STATED TASK: Arrange the lines below as a numbered list, leaving out any blank lines.

DATA PROVIDED:
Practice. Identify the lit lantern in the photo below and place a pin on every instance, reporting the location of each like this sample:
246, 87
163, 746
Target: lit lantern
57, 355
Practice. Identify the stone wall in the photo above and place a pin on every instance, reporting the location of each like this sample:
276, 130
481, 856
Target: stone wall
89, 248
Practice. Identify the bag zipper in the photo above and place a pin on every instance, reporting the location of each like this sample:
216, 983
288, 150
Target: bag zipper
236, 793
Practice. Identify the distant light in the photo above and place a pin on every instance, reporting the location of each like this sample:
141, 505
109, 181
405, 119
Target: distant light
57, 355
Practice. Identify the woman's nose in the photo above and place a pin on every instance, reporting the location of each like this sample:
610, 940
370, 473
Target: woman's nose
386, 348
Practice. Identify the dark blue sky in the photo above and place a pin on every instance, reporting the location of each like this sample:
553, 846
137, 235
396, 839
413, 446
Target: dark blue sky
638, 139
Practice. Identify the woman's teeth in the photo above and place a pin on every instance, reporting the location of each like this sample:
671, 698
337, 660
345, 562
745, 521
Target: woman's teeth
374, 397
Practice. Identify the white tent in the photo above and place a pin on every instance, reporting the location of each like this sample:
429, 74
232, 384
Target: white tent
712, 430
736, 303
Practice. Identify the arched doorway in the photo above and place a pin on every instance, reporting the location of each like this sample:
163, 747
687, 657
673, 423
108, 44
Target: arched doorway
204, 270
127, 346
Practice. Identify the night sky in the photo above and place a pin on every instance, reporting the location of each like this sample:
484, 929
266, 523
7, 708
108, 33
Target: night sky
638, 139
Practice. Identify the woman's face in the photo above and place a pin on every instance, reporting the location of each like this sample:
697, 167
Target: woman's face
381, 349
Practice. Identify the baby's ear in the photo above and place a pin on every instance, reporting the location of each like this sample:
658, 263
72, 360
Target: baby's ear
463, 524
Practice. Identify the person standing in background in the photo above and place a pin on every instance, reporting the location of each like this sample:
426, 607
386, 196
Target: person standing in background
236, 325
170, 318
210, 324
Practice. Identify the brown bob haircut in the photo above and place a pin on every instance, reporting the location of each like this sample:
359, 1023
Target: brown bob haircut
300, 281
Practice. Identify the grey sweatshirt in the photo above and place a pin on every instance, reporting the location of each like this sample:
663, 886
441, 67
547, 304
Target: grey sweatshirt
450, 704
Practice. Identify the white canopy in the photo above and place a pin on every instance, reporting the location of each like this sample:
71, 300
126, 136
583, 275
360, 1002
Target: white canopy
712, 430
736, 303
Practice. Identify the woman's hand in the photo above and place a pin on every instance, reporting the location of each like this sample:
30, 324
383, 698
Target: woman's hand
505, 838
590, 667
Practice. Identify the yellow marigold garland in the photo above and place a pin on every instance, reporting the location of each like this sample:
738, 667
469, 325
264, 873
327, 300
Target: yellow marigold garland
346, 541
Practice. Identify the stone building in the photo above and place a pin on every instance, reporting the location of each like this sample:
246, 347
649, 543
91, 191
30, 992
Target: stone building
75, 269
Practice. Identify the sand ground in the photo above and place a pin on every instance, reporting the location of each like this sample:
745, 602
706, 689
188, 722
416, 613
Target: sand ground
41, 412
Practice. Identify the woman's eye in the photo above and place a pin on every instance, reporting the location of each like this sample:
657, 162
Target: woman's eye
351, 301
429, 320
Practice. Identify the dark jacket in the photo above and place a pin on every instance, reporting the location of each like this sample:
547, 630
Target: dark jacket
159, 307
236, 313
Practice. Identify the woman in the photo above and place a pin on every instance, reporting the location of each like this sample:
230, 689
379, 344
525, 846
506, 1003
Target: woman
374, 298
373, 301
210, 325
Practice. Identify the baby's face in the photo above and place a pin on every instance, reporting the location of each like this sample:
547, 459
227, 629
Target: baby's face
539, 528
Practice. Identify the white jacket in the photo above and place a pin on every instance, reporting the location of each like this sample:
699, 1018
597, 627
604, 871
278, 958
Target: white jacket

SOLVED PROBLEM:
1. Practice. Identify the lit lantern in the photo below and place a pin on every instance, reporting the location of each like this sample:
2. 246, 87
3. 163, 746
4. Target: lit lantern
5. 57, 355
6. Practice. Identify the stone wall in the photo above and place a pin on every instance, reporting the location of each like this sample:
7. 276, 130
8. 481, 856
9. Target: stone wall
10. 89, 248
11. Practice. Identify the bag zipper in the photo above and place a pin on every instance, reporting the location of each like this sample:
12. 216, 983
13. 288, 150
14. Target: bag zipper
15. 236, 793
16. Practice. Identify the distant light in the photo above and place a pin on every instance, reporting the location of each like this sample:
17. 141, 505
18. 109, 181
19. 405, 119
20. Target: distant light
21. 57, 355
22. Practice. Identify the woman's nose in the photo above and place a pin on every instance, reporting the location of each like this sample:
23. 610, 940
24. 370, 473
25. Target: woman's nose
26. 386, 348
27. Practice. Identify the dark blue sky in the photo above and place a pin on every instance, reporting the location of each like this sample:
28. 553, 846
29. 137, 235
30. 396, 839
31. 413, 446
32. Target: dark blue sky
33. 638, 139
34. Practice. Identify the woman's teeth in the photo above and place a pin on every instance, reporting the location of each like this sample:
35. 671, 698
36. 337, 660
37. 345, 562
38. 745, 521
39. Target: woman's teeth
40. 374, 397
41. Practice. Identify the white tent in the photo above and place a pin on every instance, reporting the location of each like this sample:
42. 429, 74
43. 232, 384
44. Target: white tent
45. 712, 430
46. 736, 303
47. Practice. Identify the arched doorway in the photo above and place a pin on every instance, reporting the location of each like this sample:
48. 163, 747
49. 687, 657
50. 673, 423
51. 108, 44
52. Target: arched doorway
53. 204, 270
54. 127, 346
55. Practice. Identify the night sky in the photo above and place a pin on every instance, reporting the location of each like this sample:
56. 484, 929
57. 266, 523
58. 7, 708
59. 108, 33
60. Target: night sky
61. 638, 139
62. Practice. Identify the woman's face in the photo above and place a pin on every instance, reporting the location of each like this sample:
63. 697, 167
64. Target: woman's face
65. 381, 349
66. Practice. Identify the baby's ear in the photo above and place a pin on every instance, reporting the location of each like this sample:
67. 658, 263
68. 72, 360
69. Target: baby's ear
70. 463, 524
71. Practice. Identify the person standing in background in the photo above and place a pin on every instance, reporting the location of each like this sample:
72. 426, 607
73. 386, 196
74. Target: person standing in background
75. 236, 325
76. 170, 318
77. 210, 324
78. Practice. Identify the brown bob haircut in the photo above and place a pin on every instance, reporting the location of each like this sample:
79. 359, 1023
80. Target: brown bob haircut
81. 300, 281
82. Practice. Identify the grey sweatshirt in the photo above and place a pin on every instance, reporting the location of each like this sample:
83. 663, 886
84. 441, 67
85. 547, 304
86. Target: grey sweatshirt
87. 450, 704
88. Practice. Identify the white canopy in the photo above and place a pin on every instance, reporting the location of each like this sample:
89. 71, 300
90. 126, 136
91. 583, 275
92. 360, 1002
93. Target: white canopy
94. 712, 430
95. 736, 303
96. Practice. Identify the woman's hand in the photo above and place a pin on every instance, reporting the location of each like this sample:
97. 30, 324
98. 383, 698
99. Target: woman's hand
100. 505, 838
101. 590, 667
102. Practice. Identify the yellow marigold garland in the photo above and place a pin on every instance, reporting the location of each like this sample:
103. 738, 667
104. 469, 325
105. 264, 873
106. 327, 300
107. Target: yellow marigold garland
108. 346, 541
109. Practice. Identify the stone building in the photo above and place a pin on every instance, reporting the location of each like this sample:
110. 246, 347
111. 649, 543
112. 91, 191
113. 30, 992
114. Target: stone building
115. 75, 269
116. Practice. Identify the sand ground in the photo above and place a pin on every instance, reporting the location of each like this sample:
117. 745, 602
118. 706, 689
119. 188, 722
120. 416, 613
121. Target: sand ground
122. 41, 412
123. Practice. Identify the woman's eye in the photo above and place a pin on every instance, reporting the location of each like this sample:
124. 657, 162
125. Target: woman's eye
126. 351, 301
127. 429, 320
128. Practice. Identify the dark jacket in the photo above and place a pin on every instance, reporting the location of each like this sample:
129. 547, 630
130. Target: dark jacket
131. 159, 307
132. 236, 313
133. Practice. Identify the woman in the photo above and place a pin on every instance, reporting the location of each like this sample:
134. 230, 689
135. 379, 344
136. 525, 846
137. 506, 1003
138. Target: woman
139. 374, 298
140. 373, 301
141. 210, 325
142. Practice. Identify the baby's face in the photo above and place a pin on every instance, reporting the location of each like this sample:
143. 547, 459
144. 227, 629
145. Target: baby's face
146. 539, 528
147. Practice. Identify the white jacket in the photo above and place a pin on every instance, reporting the location of each like this sample:
148. 699, 1018
149. 597, 627
150. 604, 871
151. 278, 958
152. Target: white jacket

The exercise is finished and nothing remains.